SOURCE DOCUMENT:
+++++

President Trump blistered Representative Elijah Cummings on Twitter, calling out the chairman of the House Oversight committee for raising the hue and cry over conditions on the Mexican border, “when actually his Baltimore district is FAR WORSE and more dangerous. His district is considered the Worst in the USA.” Trump went on to describe Cummings’s West Baltimore constituency as “a disgusting, rat and rodent infested mess. If he spent more time in Baltimore, maybe he could help clean up this very dangerous & filthy place.”
Predictably, the Left—including most of cable news—rushed to condemn Trump as a racist. Speaker Nancy Pelosi — whose father was once mayor of Baltimore — called Cummings “a beloved leader in Baltimore, and deeply valued colleague. We all reject racist attacks against him and support his steadfast leadership.” Senator Elizabeth Warren tweeted, “Donald Trump’s tweets are ugly and racist.” Beto O’Rourke called him “the most openly racist president we’ve had in modern history.” Senator Bernie Sanders chimed in, too.

+++++

DATASET ROWS:

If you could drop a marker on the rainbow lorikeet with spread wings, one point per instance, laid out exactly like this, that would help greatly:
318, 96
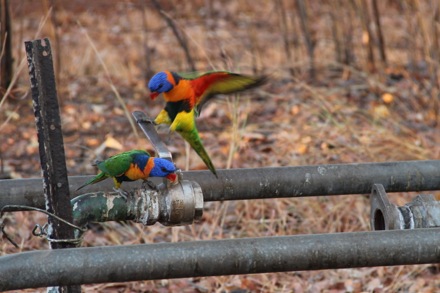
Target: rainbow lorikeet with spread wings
131, 166
186, 94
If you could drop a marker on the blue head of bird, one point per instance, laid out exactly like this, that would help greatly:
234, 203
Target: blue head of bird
160, 83
163, 168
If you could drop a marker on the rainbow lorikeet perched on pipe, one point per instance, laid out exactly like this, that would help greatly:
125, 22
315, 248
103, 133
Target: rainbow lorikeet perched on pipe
186, 94
131, 166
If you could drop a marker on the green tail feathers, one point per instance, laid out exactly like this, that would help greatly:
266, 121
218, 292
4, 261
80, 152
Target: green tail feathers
195, 142
101, 176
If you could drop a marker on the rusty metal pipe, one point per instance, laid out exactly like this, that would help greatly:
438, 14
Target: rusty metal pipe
221, 257
259, 183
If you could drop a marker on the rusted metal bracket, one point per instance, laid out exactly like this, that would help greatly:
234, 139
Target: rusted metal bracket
147, 126
422, 212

+++++

EXERCISE SET:
[1] Transcribe part of the passage on Trump's tweets about Elijah Cummings, beginning at "Predictably, the Left—including" and stopping after "chimed in, too.".
[2] Continue the passage on Trump's tweets about Elijah Cummings from its last sentence.

RESULTS FOR THE EXERCISE:
[1]
Predictably, the Left—including most of cable news—rushed to condemn Trump as a racist. Speaker Nancy Pelosi — whose father was once mayor of Baltimore — called Cummings “a beloved leader in Baltimore, and deeply valued colleague. We all reject racist attacks against him and support his steadfast leadership.” Senator Elizabeth Warren tweeted, “Donald Trump’s tweets are ugly and racist.” Beto O’Rourke called him “the most openly racist president we’ve had in modern history.” Senator Bernie Sanders chimed in, too.

[2]
The operative rule in politics these days seems to be that any criticism of a non-white politician from anywhere to their right is, by definition, a racist attack. Nothing Trump said pertained in any way to Elijah Cummings’s skin color or ethnicity, only to his failure as a legislator and political leader to do anything to improve his district. The real question is: Is he right?
In May, the New York Times Magazine ran a cover story called, “The Tragedy of Baltimore.” The story details how, in the wake of the 2015 riots—or “uprising” in the view of those who imagine the torching of a neighborhood CVS and the intentional sabotage of the firefighters’ equipment to be revolutionary actions—Baltimore went from bad to horrible: “nothing less than a failure of order and governance the likes of which few American cities have seen in years.”
By any measure of systemic urban collapse, Baltimore is, as Trump said “very dangerous & filthy.” Among the largest 30 American cities, Baltimore has the highest crime rate, and is a close second to Detroit for the highest rate of violent crime. But for murders, Baltimore is second to no other city, with more than 50 homicides per 100,000 people. That puts Charm City in the ranks of Jamaica, Venezuela, and El Salvador in terms of lethality.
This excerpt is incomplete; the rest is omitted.